>> START DATA RECORDS
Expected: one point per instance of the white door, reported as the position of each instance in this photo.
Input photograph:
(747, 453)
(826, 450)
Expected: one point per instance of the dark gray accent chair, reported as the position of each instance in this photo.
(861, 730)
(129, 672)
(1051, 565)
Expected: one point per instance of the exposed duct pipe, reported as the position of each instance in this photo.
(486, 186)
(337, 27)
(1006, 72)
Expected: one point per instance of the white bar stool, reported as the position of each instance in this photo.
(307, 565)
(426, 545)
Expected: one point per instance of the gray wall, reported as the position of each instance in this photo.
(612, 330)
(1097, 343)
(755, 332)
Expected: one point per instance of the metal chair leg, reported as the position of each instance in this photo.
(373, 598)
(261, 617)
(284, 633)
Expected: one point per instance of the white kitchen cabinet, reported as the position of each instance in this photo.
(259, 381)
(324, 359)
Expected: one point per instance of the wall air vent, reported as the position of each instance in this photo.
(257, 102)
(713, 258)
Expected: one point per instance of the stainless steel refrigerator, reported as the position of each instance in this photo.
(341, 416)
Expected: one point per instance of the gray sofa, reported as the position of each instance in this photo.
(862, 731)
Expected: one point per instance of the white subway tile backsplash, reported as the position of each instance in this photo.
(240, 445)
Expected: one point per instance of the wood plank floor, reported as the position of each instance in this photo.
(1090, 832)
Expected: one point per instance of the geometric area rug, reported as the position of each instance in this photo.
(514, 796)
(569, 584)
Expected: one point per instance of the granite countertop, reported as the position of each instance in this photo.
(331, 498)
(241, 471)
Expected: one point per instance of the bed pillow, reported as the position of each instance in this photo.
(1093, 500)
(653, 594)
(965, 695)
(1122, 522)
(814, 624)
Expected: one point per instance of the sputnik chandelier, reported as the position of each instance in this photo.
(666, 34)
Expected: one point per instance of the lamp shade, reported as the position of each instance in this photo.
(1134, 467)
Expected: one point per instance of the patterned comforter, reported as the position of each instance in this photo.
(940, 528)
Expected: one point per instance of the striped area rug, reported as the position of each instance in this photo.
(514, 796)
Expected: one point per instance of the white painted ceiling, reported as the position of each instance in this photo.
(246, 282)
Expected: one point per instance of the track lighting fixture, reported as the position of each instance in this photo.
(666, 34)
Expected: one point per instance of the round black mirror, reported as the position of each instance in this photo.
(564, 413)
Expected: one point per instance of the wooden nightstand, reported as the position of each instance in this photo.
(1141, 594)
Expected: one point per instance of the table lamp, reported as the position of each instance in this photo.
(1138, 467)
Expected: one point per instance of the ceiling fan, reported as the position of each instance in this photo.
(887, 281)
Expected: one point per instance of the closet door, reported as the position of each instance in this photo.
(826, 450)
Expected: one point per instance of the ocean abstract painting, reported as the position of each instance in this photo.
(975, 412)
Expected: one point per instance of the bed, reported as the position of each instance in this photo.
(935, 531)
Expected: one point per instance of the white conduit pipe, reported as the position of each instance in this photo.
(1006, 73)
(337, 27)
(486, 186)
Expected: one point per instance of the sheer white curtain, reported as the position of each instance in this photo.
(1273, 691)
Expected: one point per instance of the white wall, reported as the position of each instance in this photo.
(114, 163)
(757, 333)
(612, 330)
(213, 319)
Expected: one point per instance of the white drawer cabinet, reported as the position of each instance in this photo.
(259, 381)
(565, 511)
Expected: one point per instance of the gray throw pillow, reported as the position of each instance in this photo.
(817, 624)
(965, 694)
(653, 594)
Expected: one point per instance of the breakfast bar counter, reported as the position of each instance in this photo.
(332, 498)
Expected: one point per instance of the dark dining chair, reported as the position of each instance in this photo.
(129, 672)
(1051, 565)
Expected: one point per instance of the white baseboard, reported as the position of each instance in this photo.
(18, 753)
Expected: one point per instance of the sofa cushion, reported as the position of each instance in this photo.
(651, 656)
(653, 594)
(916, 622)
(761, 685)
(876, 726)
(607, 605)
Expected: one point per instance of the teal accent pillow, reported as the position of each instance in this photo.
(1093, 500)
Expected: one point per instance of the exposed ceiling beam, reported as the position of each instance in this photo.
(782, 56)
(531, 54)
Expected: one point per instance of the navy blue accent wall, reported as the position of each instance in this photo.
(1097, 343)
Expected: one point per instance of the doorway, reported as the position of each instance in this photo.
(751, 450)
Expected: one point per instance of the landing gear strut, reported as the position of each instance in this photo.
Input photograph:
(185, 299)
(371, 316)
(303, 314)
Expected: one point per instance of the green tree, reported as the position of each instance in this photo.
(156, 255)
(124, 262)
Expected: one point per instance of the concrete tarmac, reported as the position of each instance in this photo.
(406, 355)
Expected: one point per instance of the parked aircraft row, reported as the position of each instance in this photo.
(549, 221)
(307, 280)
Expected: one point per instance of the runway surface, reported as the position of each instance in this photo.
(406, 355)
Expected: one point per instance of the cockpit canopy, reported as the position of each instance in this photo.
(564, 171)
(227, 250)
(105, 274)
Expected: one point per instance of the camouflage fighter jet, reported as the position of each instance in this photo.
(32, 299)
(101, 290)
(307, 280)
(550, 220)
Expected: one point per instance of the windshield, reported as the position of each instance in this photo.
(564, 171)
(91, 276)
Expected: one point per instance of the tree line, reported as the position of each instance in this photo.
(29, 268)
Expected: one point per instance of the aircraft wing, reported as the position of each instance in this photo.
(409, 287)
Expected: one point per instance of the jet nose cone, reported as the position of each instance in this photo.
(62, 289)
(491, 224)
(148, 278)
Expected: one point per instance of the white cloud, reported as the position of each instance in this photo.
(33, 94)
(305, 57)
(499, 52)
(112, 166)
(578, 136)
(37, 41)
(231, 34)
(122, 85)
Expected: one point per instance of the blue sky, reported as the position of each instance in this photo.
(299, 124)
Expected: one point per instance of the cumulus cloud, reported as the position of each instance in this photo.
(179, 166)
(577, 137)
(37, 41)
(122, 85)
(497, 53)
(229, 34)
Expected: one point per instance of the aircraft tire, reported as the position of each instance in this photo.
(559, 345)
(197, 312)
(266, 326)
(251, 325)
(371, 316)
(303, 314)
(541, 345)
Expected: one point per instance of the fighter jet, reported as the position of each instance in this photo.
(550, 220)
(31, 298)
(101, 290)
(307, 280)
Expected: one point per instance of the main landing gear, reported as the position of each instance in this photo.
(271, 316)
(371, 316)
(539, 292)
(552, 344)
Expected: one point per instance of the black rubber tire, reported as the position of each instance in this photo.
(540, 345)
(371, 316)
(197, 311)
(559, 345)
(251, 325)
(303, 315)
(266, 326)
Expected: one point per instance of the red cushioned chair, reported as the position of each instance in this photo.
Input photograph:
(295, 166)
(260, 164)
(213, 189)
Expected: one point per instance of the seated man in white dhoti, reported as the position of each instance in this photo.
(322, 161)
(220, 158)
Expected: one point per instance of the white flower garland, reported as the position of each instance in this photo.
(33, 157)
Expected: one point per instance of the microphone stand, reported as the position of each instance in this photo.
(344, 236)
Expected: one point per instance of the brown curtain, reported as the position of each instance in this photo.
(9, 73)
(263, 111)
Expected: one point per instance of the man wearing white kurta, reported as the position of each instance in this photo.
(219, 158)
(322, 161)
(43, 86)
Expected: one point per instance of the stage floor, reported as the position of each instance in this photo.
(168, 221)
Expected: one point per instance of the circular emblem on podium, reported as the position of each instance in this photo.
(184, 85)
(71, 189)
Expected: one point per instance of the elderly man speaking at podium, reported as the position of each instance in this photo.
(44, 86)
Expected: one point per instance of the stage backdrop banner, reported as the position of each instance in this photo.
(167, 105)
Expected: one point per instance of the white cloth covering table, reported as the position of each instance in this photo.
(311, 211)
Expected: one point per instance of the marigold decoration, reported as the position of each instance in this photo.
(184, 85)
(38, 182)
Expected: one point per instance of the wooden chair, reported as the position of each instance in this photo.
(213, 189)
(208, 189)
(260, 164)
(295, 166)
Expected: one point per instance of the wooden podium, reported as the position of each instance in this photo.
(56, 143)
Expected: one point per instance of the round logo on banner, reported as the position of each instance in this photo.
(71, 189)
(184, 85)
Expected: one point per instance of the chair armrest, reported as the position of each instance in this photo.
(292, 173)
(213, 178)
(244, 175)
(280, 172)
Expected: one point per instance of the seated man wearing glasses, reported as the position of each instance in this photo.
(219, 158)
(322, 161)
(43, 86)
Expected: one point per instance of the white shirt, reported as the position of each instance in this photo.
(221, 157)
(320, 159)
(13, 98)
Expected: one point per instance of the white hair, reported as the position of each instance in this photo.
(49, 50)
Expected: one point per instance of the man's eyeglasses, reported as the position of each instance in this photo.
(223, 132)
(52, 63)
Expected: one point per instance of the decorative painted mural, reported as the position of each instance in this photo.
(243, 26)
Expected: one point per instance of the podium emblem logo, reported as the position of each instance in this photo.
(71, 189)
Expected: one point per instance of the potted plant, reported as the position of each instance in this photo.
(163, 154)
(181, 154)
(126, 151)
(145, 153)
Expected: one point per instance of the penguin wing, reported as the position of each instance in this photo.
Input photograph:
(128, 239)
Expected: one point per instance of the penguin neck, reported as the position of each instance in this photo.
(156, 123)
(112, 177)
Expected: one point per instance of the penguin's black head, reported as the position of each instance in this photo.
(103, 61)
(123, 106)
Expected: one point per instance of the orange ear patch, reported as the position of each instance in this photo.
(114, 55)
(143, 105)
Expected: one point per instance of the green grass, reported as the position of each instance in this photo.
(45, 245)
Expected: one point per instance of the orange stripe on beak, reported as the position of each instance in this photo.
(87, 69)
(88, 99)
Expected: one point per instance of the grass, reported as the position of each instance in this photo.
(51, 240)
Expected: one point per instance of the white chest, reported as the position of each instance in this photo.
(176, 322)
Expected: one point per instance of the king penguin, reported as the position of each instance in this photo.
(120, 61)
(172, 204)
>> END DATA RECORDS
WHAT TO DO ::
Replace "white chest" with "white belly" in the records, starting at the line that contains "Expected: one point per instance of the orange ear" and ending at the end of the records. Reproduce only those lines and leave everything else in them unchanged.

THE RESPONSE ::
Expected: one point per instance of the orange ear patch, reported as the position of each instance in this photo.
(114, 55)
(143, 105)
Expected: one point per instance of the green grass, reported as the position of each instance in this photo.
(45, 245)
Expected: one point per instance of the orange stripe on beak, reported as the position of each instance in this photo.
(87, 69)
(88, 99)
Expected: one point per instance of the grass, reported as the position of each instance in this photo.
(51, 240)
Expected: one point per instance of the white belly, reported as the position of each instance in this photo.
(176, 322)
Expected: one point per instance of the king penguin, reported as the position of each instance in this photo.
(120, 61)
(172, 204)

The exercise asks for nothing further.